*DATASET EXCERPTS*

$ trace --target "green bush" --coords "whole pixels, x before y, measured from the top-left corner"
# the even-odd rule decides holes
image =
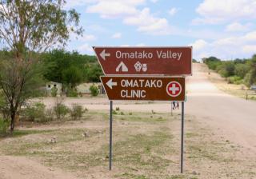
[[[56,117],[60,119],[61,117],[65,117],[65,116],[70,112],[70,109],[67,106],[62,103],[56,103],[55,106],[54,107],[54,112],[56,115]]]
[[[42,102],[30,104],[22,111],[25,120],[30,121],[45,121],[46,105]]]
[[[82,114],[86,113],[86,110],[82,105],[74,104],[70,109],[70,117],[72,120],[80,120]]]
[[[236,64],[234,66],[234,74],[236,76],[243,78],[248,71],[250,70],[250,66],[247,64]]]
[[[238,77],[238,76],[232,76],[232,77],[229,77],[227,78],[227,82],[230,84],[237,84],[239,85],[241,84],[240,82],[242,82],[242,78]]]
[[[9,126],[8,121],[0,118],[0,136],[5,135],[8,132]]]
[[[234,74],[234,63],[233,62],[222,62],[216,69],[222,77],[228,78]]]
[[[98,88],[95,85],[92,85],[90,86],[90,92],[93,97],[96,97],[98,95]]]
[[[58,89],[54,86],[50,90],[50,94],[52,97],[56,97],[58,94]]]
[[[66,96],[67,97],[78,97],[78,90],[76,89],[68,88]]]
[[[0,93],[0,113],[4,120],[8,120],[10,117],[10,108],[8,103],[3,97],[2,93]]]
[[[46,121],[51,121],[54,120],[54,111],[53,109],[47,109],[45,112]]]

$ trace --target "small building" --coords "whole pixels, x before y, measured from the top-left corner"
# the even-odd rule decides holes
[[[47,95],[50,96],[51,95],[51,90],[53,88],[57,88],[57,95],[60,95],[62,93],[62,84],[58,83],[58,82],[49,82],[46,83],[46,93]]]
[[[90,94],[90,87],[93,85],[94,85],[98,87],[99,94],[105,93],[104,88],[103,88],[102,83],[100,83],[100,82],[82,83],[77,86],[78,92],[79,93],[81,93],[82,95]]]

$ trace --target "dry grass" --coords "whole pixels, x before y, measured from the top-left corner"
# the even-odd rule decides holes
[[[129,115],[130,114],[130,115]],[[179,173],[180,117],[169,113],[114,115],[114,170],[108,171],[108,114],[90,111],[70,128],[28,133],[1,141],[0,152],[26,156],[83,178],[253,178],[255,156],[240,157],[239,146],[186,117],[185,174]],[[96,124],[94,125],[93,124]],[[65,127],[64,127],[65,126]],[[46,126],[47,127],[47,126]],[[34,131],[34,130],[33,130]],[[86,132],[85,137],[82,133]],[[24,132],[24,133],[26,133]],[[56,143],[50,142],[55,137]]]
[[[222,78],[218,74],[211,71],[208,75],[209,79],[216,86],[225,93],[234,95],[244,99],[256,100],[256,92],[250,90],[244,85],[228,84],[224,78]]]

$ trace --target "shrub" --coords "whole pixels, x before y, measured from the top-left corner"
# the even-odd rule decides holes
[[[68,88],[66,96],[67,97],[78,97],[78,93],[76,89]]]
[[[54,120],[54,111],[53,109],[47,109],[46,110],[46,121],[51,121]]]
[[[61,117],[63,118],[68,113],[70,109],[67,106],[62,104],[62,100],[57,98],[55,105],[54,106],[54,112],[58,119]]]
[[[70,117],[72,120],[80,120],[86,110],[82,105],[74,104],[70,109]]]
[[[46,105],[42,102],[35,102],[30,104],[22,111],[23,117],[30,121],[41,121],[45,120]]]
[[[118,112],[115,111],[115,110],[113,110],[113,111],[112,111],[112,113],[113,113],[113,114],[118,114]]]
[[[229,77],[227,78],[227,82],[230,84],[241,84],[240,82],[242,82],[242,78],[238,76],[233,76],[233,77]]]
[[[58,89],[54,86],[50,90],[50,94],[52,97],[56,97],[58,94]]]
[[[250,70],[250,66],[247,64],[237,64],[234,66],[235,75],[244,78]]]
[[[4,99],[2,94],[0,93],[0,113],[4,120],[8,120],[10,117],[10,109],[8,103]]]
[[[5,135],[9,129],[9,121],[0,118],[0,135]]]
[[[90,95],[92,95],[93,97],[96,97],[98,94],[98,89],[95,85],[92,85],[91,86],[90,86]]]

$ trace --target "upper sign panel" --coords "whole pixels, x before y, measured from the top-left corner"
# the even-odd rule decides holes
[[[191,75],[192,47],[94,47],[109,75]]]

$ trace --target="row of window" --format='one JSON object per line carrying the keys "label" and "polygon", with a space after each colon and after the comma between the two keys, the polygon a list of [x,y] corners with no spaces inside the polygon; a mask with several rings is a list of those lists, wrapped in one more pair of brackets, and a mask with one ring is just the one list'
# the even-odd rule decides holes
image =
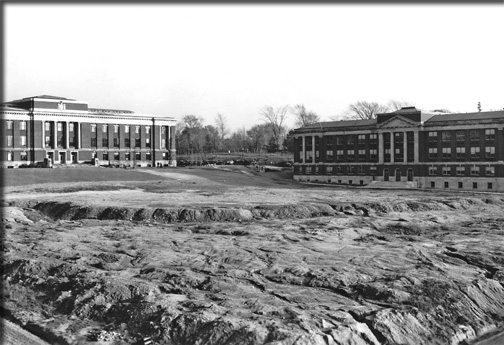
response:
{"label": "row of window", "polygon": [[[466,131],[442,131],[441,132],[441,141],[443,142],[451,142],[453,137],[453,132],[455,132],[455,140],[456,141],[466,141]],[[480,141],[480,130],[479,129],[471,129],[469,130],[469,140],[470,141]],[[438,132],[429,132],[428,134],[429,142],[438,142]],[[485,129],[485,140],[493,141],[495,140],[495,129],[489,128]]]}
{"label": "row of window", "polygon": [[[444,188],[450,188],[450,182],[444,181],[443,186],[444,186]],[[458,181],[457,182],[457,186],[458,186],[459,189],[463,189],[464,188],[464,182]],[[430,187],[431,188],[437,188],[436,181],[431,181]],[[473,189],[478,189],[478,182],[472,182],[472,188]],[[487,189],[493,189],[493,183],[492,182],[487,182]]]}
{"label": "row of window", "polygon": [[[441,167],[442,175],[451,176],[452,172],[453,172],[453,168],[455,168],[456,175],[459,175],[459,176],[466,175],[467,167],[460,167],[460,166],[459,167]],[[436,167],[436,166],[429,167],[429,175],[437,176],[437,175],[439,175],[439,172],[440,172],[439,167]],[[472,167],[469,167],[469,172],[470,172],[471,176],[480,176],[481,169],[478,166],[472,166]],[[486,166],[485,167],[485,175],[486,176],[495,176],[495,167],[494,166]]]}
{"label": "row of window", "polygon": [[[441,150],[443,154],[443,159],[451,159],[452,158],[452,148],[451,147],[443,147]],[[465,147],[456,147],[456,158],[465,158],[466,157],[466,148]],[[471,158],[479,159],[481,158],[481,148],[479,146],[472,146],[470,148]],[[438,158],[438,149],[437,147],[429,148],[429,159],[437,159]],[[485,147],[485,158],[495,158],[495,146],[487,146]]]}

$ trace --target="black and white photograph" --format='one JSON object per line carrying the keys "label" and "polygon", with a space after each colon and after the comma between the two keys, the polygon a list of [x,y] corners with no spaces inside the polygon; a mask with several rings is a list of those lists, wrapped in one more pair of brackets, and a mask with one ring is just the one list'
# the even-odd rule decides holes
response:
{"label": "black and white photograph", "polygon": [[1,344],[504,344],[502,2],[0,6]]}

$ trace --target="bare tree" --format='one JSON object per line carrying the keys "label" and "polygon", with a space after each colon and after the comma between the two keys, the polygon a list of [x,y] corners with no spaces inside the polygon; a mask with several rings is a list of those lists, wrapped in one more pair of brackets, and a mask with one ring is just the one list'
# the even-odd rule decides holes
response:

* * *

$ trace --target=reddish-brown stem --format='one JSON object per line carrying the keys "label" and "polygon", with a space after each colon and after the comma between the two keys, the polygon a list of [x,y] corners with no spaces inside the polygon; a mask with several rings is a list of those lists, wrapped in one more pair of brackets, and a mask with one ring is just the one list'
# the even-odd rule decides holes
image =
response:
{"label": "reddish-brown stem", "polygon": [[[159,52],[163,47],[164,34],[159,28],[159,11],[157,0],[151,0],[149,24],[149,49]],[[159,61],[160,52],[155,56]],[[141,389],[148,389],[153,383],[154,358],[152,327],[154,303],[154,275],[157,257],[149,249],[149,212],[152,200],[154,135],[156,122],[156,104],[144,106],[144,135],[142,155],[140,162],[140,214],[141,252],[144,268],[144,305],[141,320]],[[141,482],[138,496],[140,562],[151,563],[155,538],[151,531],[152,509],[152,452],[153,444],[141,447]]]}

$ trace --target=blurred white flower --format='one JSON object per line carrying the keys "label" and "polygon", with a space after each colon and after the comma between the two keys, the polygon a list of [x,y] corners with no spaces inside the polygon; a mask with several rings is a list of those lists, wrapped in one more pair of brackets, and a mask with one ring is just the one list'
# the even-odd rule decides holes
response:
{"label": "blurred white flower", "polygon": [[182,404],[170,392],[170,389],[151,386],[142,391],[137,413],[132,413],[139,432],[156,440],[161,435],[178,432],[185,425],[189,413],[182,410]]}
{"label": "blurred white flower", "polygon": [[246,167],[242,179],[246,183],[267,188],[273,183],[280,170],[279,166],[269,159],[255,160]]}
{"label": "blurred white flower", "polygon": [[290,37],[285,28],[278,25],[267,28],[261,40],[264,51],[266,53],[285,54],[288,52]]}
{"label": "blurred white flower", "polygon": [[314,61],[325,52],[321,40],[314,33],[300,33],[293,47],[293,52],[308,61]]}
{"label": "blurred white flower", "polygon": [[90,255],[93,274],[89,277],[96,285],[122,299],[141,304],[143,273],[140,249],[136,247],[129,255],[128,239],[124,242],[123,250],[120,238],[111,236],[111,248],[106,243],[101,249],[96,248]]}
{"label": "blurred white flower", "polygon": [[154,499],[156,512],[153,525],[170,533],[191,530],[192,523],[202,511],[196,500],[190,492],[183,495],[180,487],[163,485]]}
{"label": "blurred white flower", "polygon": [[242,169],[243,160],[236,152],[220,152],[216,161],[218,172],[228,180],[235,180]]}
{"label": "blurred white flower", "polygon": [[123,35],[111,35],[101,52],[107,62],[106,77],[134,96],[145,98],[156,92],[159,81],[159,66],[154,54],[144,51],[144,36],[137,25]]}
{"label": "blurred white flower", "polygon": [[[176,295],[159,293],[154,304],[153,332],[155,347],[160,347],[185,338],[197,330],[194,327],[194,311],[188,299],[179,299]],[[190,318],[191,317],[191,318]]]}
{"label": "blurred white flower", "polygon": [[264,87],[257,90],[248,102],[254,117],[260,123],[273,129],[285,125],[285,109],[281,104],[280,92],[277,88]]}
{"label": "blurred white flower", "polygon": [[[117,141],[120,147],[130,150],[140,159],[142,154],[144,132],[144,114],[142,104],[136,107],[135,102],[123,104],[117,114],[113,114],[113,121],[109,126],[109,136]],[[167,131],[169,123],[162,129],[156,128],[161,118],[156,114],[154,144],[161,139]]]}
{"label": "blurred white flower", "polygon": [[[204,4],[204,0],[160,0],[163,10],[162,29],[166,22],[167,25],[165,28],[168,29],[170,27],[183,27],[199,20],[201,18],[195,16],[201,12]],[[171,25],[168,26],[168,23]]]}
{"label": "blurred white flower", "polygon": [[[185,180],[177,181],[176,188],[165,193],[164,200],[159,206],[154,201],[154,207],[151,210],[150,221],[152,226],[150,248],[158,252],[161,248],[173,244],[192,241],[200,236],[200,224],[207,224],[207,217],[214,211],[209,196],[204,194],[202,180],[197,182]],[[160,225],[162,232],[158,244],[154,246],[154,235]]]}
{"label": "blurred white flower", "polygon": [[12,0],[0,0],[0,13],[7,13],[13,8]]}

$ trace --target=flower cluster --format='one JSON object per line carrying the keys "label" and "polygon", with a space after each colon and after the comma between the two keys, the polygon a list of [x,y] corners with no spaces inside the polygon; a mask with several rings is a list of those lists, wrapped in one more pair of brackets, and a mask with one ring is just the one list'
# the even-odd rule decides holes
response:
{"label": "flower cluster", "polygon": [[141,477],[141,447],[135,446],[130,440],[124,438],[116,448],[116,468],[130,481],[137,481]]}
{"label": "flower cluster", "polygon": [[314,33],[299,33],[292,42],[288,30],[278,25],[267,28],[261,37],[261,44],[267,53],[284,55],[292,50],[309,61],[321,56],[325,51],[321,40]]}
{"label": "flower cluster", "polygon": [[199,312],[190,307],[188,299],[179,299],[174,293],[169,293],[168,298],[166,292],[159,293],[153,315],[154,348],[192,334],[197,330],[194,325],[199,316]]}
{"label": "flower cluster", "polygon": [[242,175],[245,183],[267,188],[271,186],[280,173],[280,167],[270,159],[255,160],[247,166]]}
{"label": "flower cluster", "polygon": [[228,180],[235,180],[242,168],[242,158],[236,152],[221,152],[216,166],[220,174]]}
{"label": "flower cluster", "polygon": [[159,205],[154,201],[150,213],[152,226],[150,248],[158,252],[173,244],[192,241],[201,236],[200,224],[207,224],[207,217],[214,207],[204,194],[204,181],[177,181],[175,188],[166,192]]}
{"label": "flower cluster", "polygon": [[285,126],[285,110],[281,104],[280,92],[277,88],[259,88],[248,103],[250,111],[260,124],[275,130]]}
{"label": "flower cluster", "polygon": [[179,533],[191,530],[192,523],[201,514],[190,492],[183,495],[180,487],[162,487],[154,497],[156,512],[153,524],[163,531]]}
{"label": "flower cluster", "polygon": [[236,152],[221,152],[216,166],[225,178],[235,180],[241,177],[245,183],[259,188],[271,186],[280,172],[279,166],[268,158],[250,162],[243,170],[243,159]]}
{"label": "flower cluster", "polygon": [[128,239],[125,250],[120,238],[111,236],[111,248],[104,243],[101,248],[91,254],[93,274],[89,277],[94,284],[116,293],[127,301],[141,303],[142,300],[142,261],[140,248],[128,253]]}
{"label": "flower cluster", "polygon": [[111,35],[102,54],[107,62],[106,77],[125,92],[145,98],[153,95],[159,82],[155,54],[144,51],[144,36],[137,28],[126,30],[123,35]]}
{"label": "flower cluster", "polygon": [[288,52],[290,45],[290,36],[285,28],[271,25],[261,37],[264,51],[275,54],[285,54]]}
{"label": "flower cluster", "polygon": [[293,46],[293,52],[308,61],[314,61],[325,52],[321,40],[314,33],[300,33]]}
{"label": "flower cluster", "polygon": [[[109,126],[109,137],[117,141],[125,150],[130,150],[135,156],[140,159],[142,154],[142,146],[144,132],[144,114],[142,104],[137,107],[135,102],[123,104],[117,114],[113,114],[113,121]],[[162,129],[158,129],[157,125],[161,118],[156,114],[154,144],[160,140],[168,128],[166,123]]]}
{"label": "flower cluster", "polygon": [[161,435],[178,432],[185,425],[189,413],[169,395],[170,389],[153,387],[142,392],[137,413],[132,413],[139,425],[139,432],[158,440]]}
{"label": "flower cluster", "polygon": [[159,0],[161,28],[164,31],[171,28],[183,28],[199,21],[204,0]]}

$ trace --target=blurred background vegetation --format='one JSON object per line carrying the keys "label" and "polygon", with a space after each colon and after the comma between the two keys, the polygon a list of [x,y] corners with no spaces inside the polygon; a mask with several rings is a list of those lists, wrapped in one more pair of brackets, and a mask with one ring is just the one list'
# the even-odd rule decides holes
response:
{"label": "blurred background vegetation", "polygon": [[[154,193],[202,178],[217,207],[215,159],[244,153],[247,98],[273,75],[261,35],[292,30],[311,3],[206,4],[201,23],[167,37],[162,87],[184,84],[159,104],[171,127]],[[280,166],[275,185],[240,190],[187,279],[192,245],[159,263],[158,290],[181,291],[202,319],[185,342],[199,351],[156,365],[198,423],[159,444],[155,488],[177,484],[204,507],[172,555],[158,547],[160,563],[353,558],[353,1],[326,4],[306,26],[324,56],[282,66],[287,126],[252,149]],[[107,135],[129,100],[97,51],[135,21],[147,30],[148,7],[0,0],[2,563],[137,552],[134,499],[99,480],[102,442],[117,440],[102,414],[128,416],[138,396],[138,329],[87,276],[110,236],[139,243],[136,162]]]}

*EXERCISE BRIEF*
Pull out every line of the listing above that contains the word "coords", and copy each of those lines in full.

*TASK SOLUTION*
$ trace --target "green bush" --coords "whole pixels, x before y, measured from the top-left corner"
$ trace --target "small building" --coords "whole pixels, x before y, measured from the top-left corner"
$ trace --target "dry grass" --coords "whole pixels, x before y, measured from the top-left corner"
$ trace --target "shrub" --coords "whole pixels, x before y, measured from the top-left corner"
$ trace --target "upper sign panel" --coords "whole pixels, x before y, measured from the top-left corner"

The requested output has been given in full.